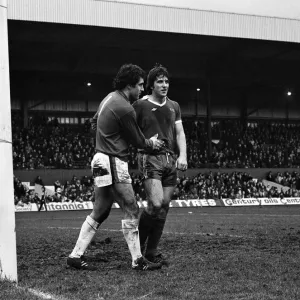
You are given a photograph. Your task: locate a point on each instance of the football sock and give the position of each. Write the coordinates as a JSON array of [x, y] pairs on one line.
[[131, 234], [87, 232], [155, 235], [144, 228]]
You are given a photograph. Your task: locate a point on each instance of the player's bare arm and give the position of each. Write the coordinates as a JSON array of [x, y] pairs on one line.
[[181, 163]]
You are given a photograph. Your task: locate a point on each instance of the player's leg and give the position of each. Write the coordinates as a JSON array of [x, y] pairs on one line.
[[159, 193], [150, 166], [159, 221], [101, 210], [124, 196]]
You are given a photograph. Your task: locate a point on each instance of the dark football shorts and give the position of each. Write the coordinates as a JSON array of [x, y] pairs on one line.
[[108, 170], [161, 167]]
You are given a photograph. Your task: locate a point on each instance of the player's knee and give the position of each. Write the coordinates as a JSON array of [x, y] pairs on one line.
[[100, 217]]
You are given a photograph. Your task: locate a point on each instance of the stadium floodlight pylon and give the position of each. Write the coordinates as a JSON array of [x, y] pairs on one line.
[[8, 256]]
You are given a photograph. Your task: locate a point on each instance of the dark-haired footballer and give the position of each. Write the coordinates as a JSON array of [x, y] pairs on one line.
[[116, 128], [156, 113]]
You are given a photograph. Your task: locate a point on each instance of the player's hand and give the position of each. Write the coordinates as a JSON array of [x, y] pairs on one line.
[[181, 163], [98, 168], [157, 144], [93, 123]]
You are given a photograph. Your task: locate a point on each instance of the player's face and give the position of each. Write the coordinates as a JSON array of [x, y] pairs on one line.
[[160, 86], [136, 90]]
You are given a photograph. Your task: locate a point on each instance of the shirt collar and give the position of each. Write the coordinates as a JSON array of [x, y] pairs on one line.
[[158, 104]]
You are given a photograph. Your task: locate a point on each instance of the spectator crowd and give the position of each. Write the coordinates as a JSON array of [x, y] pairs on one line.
[[260, 144], [218, 185]]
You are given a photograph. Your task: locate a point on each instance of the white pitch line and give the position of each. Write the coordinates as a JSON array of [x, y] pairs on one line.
[[40, 294], [165, 232]]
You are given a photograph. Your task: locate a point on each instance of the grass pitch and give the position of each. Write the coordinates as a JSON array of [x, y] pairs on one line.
[[215, 253]]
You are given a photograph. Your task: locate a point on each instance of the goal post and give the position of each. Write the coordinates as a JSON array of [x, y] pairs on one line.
[[8, 255]]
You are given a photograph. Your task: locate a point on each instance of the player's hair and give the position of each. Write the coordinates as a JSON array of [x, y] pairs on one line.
[[128, 74], [158, 70]]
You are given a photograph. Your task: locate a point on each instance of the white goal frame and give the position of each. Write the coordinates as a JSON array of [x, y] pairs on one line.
[[8, 254]]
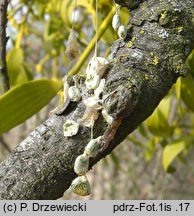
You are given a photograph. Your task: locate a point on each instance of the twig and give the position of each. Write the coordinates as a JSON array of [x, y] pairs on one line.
[[3, 42]]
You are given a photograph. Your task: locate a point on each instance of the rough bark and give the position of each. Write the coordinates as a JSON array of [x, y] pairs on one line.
[[3, 41], [142, 70]]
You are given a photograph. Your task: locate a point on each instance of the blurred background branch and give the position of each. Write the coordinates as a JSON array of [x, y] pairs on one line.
[[3, 41]]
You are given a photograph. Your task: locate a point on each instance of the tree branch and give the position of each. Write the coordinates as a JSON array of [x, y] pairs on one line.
[[142, 70], [3, 42]]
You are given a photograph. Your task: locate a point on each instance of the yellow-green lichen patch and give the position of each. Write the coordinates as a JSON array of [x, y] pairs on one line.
[[142, 32], [146, 76], [163, 18], [179, 29], [155, 60]]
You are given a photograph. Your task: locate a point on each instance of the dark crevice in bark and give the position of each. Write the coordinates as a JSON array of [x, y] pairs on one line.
[[3, 41]]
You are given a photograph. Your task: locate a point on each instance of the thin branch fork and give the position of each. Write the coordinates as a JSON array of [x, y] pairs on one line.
[[3, 41]]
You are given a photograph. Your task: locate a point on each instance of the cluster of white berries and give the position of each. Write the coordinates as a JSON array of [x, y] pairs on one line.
[[118, 27], [80, 185], [95, 70]]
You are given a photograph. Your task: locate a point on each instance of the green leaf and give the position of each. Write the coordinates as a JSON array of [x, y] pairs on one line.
[[150, 148], [23, 101], [190, 62], [187, 91], [174, 149], [16, 70], [157, 123]]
- - - - -
→ Your task: Give the entries again from the line holding "the white pitch" through the line holding "[[142, 32], [146, 76], [163, 18], [179, 29], [155, 60]]", inclusive, with "tree branch" swapped for "tree limb" and nothing else changed. Omit the pictures.

→ Full response:
You are given a photograph. Your task: locate a point on each instance of the white pitch line and give the position of each. Write the coordinates as a JSON array of [x, y] pairs on one line.
[[40, 294], [165, 232]]
You are given a photograph. Your task: locate a point on each instance of the grass pitch and give the position of each. Write the coordinates as a JSON array of [x, y] pairs on one line.
[[215, 253]]
You are given a photograph. Your task: locate a point on each instance of the goal post and give the position of each. Write the coordinates as a JSON array of [x, y] pairs on one line.
[[8, 255]]
You are given a photograph. Your task: locate a point on each instance of the player's hair and give the position of each. Write the coordinates as a JSON array of [x, y] pairs on one line.
[[128, 74], [158, 70]]
You are given a photograph. Your task: locate a point on each instance of the white goal frame and give the position of each. Write the coordinates as a JSON array of [x, y] pairs on one line.
[[8, 254]]
You are given a photograph. Your task: locate a point on each instance of the twig and give the position of each. Write the coordinates as a JSON array of [x, y] pairs on one line.
[[3, 42]]
You are given a photograph. Your task: locate a point on each instance of the rough bark and give the position of each. Write the coordinates as a JSON array of [x, y] pairs on one line.
[[3, 41], [142, 70]]
You are given a photograph. Your task: locate a point on each instance of the blurred background branch and give the position of each. Write the coordinates as a JSON array of [x, y] pairs on one line.
[[3, 41]]
You are given a photograph. Your task: locate a point on each instance of the tree limb and give the position of each. Write the coordinates as a JSON array of [x, y] pairs on one line.
[[142, 70], [3, 42]]
You are given a photograph. Your task: locate a point on each instance of the yellow-green lichen patch and give the position of each. Write the coordinates as a JSON array of [x, y] pairs on one line.
[[142, 32], [146, 76], [163, 18], [179, 29], [155, 60]]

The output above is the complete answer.